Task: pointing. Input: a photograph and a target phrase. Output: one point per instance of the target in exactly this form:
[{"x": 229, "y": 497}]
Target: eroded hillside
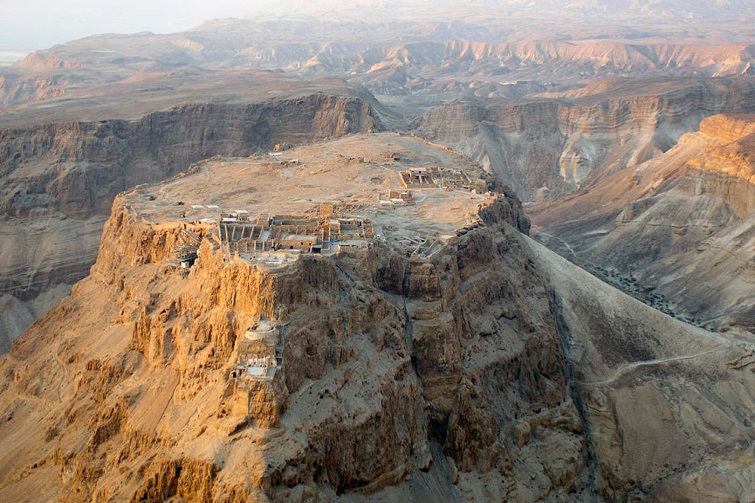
[
  {"x": 59, "y": 179},
  {"x": 386, "y": 332},
  {"x": 677, "y": 230}
]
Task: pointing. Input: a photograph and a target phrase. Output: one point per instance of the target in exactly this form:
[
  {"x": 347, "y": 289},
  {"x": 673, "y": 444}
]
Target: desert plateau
[{"x": 381, "y": 252}]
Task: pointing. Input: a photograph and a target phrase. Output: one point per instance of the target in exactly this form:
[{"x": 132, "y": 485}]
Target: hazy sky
[{"x": 35, "y": 24}]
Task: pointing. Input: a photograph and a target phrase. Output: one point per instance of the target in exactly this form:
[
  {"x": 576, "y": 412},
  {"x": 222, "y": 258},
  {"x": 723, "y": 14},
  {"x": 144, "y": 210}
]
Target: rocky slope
[
  {"x": 677, "y": 230},
  {"x": 57, "y": 181},
  {"x": 414, "y": 63},
  {"x": 481, "y": 372},
  {"x": 548, "y": 147}
]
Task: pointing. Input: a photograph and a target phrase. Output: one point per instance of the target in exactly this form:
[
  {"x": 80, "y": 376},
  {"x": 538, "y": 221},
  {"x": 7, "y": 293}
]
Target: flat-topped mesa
[
  {"x": 336, "y": 372},
  {"x": 297, "y": 236}
]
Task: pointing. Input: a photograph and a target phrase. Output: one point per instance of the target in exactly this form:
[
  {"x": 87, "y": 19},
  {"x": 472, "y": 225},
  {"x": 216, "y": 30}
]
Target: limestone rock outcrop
[{"x": 59, "y": 180}]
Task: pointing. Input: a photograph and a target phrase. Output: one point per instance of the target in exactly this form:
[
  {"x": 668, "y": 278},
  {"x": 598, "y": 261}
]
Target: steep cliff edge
[
  {"x": 549, "y": 147},
  {"x": 390, "y": 364},
  {"x": 59, "y": 180},
  {"x": 427, "y": 350}
]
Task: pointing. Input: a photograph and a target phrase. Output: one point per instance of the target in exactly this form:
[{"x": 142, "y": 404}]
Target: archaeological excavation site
[{"x": 378, "y": 252}]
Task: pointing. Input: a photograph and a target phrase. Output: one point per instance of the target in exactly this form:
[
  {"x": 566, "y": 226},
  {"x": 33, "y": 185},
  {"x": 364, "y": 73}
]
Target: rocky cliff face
[
  {"x": 392, "y": 365},
  {"x": 492, "y": 370},
  {"x": 550, "y": 147},
  {"x": 58, "y": 180}
]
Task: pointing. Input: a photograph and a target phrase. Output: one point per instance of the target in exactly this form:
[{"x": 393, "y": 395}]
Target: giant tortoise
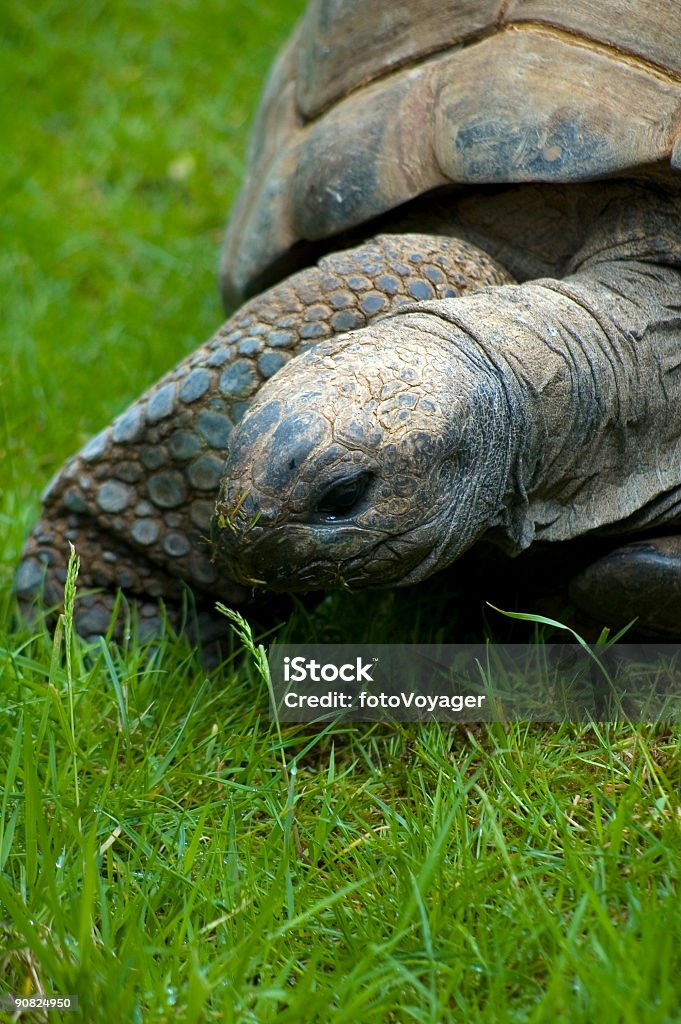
[{"x": 461, "y": 227}]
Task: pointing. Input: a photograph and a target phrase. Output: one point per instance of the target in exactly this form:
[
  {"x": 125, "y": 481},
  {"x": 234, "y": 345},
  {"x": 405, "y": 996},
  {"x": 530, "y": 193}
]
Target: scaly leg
[{"x": 137, "y": 501}]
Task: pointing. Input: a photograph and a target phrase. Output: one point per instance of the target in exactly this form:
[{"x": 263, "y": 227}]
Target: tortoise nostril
[{"x": 343, "y": 497}]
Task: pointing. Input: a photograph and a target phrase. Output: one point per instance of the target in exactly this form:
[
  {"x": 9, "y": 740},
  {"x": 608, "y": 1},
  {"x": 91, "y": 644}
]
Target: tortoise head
[{"x": 359, "y": 463}]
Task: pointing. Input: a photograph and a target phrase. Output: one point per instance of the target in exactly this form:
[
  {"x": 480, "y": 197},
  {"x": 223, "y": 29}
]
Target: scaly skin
[
  {"x": 137, "y": 501},
  {"x": 542, "y": 411}
]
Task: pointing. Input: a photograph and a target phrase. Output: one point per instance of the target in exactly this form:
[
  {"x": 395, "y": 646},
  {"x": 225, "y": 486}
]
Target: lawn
[{"x": 166, "y": 854}]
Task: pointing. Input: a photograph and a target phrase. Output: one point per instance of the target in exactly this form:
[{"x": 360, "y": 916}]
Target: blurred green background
[{"x": 124, "y": 127}]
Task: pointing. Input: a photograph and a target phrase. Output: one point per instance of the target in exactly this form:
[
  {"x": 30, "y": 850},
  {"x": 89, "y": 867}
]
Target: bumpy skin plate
[
  {"x": 137, "y": 500},
  {"x": 526, "y": 91}
]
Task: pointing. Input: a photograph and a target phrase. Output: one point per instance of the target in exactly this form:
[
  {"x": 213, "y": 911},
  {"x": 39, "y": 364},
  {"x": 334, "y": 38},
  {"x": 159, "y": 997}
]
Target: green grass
[{"x": 165, "y": 853}]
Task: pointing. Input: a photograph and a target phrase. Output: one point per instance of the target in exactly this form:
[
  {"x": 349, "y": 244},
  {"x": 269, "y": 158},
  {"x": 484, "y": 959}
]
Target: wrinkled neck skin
[
  {"x": 595, "y": 359},
  {"x": 545, "y": 410}
]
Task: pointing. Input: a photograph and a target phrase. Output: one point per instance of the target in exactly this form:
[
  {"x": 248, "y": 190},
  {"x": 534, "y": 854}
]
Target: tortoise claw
[{"x": 639, "y": 581}]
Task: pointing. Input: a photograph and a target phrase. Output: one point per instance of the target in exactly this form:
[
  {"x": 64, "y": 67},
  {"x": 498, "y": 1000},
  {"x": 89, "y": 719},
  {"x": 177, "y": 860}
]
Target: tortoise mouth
[{"x": 300, "y": 557}]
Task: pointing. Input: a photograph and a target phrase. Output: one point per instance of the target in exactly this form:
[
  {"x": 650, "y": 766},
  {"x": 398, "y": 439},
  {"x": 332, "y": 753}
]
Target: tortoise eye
[{"x": 343, "y": 497}]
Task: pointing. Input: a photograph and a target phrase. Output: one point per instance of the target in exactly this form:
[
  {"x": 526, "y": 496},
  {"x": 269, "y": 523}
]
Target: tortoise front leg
[
  {"x": 137, "y": 501},
  {"x": 638, "y": 582}
]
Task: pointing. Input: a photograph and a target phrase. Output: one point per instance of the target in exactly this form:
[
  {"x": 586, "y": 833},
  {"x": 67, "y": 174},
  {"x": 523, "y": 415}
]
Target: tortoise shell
[{"x": 373, "y": 104}]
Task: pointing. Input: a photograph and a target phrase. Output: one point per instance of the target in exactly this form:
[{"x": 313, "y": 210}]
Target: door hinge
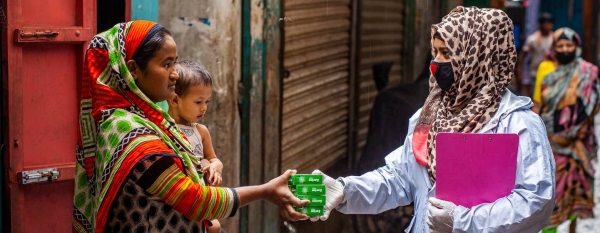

----

Problem details: Exact output of each line above is wanted, without the pictures.

Answer space:
Task: pointing. Input: a photograph and a target phrase. Output: one point per instance of the target in exactly this form:
[{"x": 229, "y": 497}]
Target: eroded hillside
[
  {"x": 59, "y": 179},
  {"x": 386, "y": 332},
  {"x": 677, "y": 230}
]
Task: pointing. Input: a photograph and a target phrase. Output: one point per instance of the target in exactly this form:
[
  {"x": 347, "y": 289},
  {"x": 673, "y": 444}
]
Target: desert plateau
[{"x": 381, "y": 252}]
Task: pointing. Input: a photograph and a target phrase. Output: one point per instance of the target in exactly this form:
[{"x": 132, "y": 485}]
Target: hazy sky
[{"x": 35, "y": 24}]
Task: pointing. Input: a photograph and a target phrase. Output: one point per instance of the target in exactly this form:
[
  {"x": 576, "y": 412},
  {"x": 222, "y": 258},
  {"x": 723, "y": 14},
  {"x": 144, "y": 210}
]
Target: rocky slope
[
  {"x": 677, "y": 230},
  {"x": 57, "y": 181},
  {"x": 414, "y": 63},
  {"x": 481, "y": 372},
  {"x": 548, "y": 147}
]
Task: pointing. Input: a photograph and a target phrase. Output: one point per instance of the target in exactly this form:
[
  {"x": 80, "y": 376},
  {"x": 538, "y": 221},
  {"x": 7, "y": 293}
]
Target: flat-topped mesa
[
  {"x": 336, "y": 372},
  {"x": 297, "y": 236}
]
Task: pointing. Input: a photograph and a target phrase. Output: one point per instance of the target in exactly this form:
[
  {"x": 87, "y": 19},
  {"x": 472, "y": 225},
  {"x": 216, "y": 30}
]
Target: limestone rock outcrop
[{"x": 59, "y": 180}]
Task: pointing. Input: a photograph and a target phrase. Output: one point per instance of the target in exactly this form:
[
  {"x": 668, "y": 278},
  {"x": 598, "y": 261}
]
Target: steep cliff edge
[
  {"x": 549, "y": 147},
  {"x": 390, "y": 364},
  {"x": 59, "y": 180},
  {"x": 427, "y": 350}
]
Task: pointing. Input: a photograph and a target phrase. Output: one point per instance of the target in exactly this form:
[{"x": 142, "y": 404}]
Target: archaeological excavation site
[{"x": 378, "y": 252}]
Task: pointing. Input: a photograph and a target phrase. Output: one point per instance of the target in exactly this form:
[
  {"x": 566, "y": 226},
  {"x": 33, "y": 185},
  {"x": 364, "y": 73}
]
Target: rocky cliff face
[
  {"x": 392, "y": 365},
  {"x": 492, "y": 370},
  {"x": 550, "y": 147},
  {"x": 58, "y": 180}
]
Task: pointing. Input: a photograph and a target phrase. Output: one point per instance of the target in exactly this form:
[{"x": 393, "y": 395}]
Target: giant tortoise
[{"x": 461, "y": 227}]
Task: pointing. Input: a photograph and a target phrase. Output: one point per instance of the target in exactly this form:
[
  {"x": 125, "y": 481},
  {"x": 234, "y": 345},
  {"x": 405, "y": 996},
  {"x": 530, "y": 193}
]
Target: scaly leg
[{"x": 137, "y": 501}]
Task: pointing. Input: a photograph and a target phrase. Output: one point per instance of the target in exactly this form:
[{"x": 263, "y": 227}]
Target: tortoise nostril
[{"x": 343, "y": 497}]
Task: pointing. Input: a photograph and a target phrase. Output: one point per instance of the target in exactly this form:
[
  {"x": 9, "y": 740},
  {"x": 608, "y": 1},
  {"x": 91, "y": 644}
]
Target: tortoise head
[{"x": 359, "y": 463}]
Task: pointing. Input: a photograph and a target phrase. Output: one point per instance of the target in exactly this form:
[
  {"x": 480, "y": 197},
  {"x": 223, "y": 29}
]
Target: scaly skin
[
  {"x": 137, "y": 501},
  {"x": 542, "y": 411}
]
Task: pointing. Input: a photograph and a target phrase. Output: one point per instance of the target in exactly this form:
[
  {"x": 395, "y": 646},
  {"x": 225, "y": 486}
]
Target: lawn
[{"x": 166, "y": 854}]
Task: pointing. Input: a photograph and a target phrase. Output: one point per instance of the target in exactly this form:
[{"x": 360, "y": 916}]
Target: blurred green background
[{"x": 124, "y": 127}]
Task: pointing. Input: a photograph and a target phrase. Output: one point per instance of the target in exactly this form:
[
  {"x": 30, "y": 850},
  {"x": 89, "y": 867}
]
Target: bumpy skin plate
[
  {"x": 137, "y": 500},
  {"x": 526, "y": 91}
]
Task: pointing. Input: a photograph and a target phrase. Output: one point per instance of the target in exactly this form:
[
  {"x": 213, "y": 911},
  {"x": 39, "y": 364},
  {"x": 334, "y": 38},
  {"x": 159, "y": 997}
]
Target: green grass
[{"x": 165, "y": 853}]
Task: pointing. Input: a photograph and a target phrase. Output: one point per instance of the target in exactly this form:
[
  {"x": 349, "y": 244},
  {"x": 269, "y": 158},
  {"x": 484, "y": 959}
]
Target: wrinkled neck skin
[
  {"x": 595, "y": 359},
  {"x": 545, "y": 410}
]
Task: pointing. Input: a photograph and a target phrase. Output: one point per instance of the target in exactly this form:
[
  {"x": 248, "y": 190},
  {"x": 534, "y": 854}
]
Target: tortoise claw
[{"x": 639, "y": 581}]
Task: pointing. Input: a photograph and a target phrase. Output: one point per instance of the target in exactly this form:
[
  {"x": 64, "y": 67},
  {"x": 498, "y": 1000},
  {"x": 89, "y": 719},
  {"x": 177, "y": 860}
]
Target: tortoise mouth
[{"x": 300, "y": 557}]
Task: pointing. Input: a photograph and a target phrase. Output: one point per instance of the target in exactly this form:
[
  {"x": 650, "y": 766},
  {"x": 398, "y": 439},
  {"x": 332, "y": 753}
]
Target: tortoise eye
[{"x": 343, "y": 497}]
Task: pointing. Input: a photograph and a target phrase. Output: one point per instance of the target in exactly this form:
[
  {"x": 526, "y": 496},
  {"x": 269, "y": 523}
]
Target: tortoise front leg
[
  {"x": 137, "y": 501},
  {"x": 638, "y": 582}
]
Task: pointing. Input: a photograph and a target phrase. Output: one point per instance of the target in exactly this form:
[
  {"x": 586, "y": 833},
  {"x": 67, "y": 174},
  {"x": 523, "y": 415}
]
Target: tortoise shell
[{"x": 373, "y": 104}]
Task: pointing. Input: a photograph and a target phrase. Output: one point per instance of the target in exactly this form:
[{"x": 313, "y": 210}]
Target: door hinge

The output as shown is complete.